Materials provided ->
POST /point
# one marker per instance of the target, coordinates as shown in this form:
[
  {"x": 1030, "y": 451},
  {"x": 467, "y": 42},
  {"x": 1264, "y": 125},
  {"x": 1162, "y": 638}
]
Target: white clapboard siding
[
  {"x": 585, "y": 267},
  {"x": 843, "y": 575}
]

Your goal -> Arrange the data above as a numbered list with one line per entry, omitting any blank lines.

Correct answer ->
1. POST /point
2. # one marker per instance of the target, coordinates as shown in this form:
3. [
4.   {"x": 1030, "y": 451},
5.   {"x": 467, "y": 42},
6.   {"x": 1264, "y": 125},
7.   {"x": 1162, "y": 638}
8. ]
9. Target: white clapboard siding
10. [
11.   {"x": 585, "y": 267},
12.   {"x": 843, "y": 575}
13. ]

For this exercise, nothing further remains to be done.